* **Written exercise**
Copy each line below without leaving any out.

-- start Data for this exercise --

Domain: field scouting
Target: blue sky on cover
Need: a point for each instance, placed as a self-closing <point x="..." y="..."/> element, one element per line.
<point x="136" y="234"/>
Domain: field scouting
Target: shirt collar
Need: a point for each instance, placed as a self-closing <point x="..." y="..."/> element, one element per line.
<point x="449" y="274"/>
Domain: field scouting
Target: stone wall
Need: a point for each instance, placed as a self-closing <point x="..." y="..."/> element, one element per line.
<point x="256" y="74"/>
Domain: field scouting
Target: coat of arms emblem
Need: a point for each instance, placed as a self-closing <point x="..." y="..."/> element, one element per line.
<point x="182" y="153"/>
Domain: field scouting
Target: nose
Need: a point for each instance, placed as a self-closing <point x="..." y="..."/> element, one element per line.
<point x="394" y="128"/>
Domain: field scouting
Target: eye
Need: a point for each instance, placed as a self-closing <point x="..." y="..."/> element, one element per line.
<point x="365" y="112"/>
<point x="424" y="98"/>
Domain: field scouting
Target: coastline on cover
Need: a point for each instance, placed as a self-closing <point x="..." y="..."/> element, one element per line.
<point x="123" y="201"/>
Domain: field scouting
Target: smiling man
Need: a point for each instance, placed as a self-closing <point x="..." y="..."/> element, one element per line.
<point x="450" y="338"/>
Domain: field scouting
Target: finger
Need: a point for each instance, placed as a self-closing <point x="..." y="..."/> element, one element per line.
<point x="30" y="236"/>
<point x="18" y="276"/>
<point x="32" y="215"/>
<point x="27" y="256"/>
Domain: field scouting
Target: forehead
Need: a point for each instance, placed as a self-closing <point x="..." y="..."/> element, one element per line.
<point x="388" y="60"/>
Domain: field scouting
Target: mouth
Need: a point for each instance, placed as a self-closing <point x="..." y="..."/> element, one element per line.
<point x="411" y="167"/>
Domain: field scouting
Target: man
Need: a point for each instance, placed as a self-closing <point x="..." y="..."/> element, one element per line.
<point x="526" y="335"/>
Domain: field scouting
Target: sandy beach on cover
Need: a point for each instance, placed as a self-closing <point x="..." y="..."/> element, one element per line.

-- end Data for this exercise --

* **Reply**
Domain: field scouting
Target: blue sky on cover
Need: a point for each instance, placed as a self-closing <point x="..." y="..."/> element, one element per line.
<point x="136" y="234"/>
Domain: field scouting
Target: shirt collar
Need: a point for each instance, placed as a self-closing <point x="..." y="..."/> element, one element per line.
<point x="449" y="274"/>
Domain: field scouting
Target: stone wall
Need: a point for each instance, placed as a self-closing <point x="..." y="..."/> element, one element per line.
<point x="256" y="74"/>
Domain: field scouting
Target: coat of arms emblem
Need: a point for each instance, placed as a self-closing <point x="..." y="..."/> element, one element per line.
<point x="182" y="153"/>
Domain: field scouting
Target: nose
Need: a point for each instance, placed as a self-closing <point x="..." y="..."/> element, one element per line.
<point x="394" y="128"/>
Domain: field scouting
Target: eye
Need: a point for each instance, placed as a self-closing <point x="..." y="..."/> element, one element per line.
<point x="365" y="112"/>
<point x="424" y="98"/>
Domain: field scouting
Target: coastline on cover
Need: a point for each instance, placed as a self-closing <point x="..." y="..."/> element, one element per line.
<point x="123" y="201"/>
Domain: field scouting
Target: smiling man
Need: a point for each instance, placed as a self-closing <point x="..." y="..."/> element, one element per line.
<point x="450" y="338"/>
Domain: field scouting
Target: finger
Need: a point for each instance, placed as a self-closing <point x="..." y="..."/> element, one element per line.
<point x="30" y="236"/>
<point x="18" y="276"/>
<point x="32" y="215"/>
<point x="27" y="256"/>
Domain: field scouting
Target: forehead
Need: a point for each instance, placed as a self-closing <point x="..." y="..."/> element, one element per line.
<point x="388" y="60"/>
Domain: field scouting
Target: mouth
Need: a point for each instance, placed as a self-closing <point x="..." y="..."/> element, one element per line.
<point x="411" y="167"/>
Domain: field scouting
Target: man
Need: a point for each instance, placed as a self-closing <point x="..." y="..."/> element, one element per line.
<point x="526" y="335"/>
Domain: field scouting
Target: sandy beach on cover
Need: a point for each instance, placed as a self-closing <point x="..." y="..."/> element, one element per line.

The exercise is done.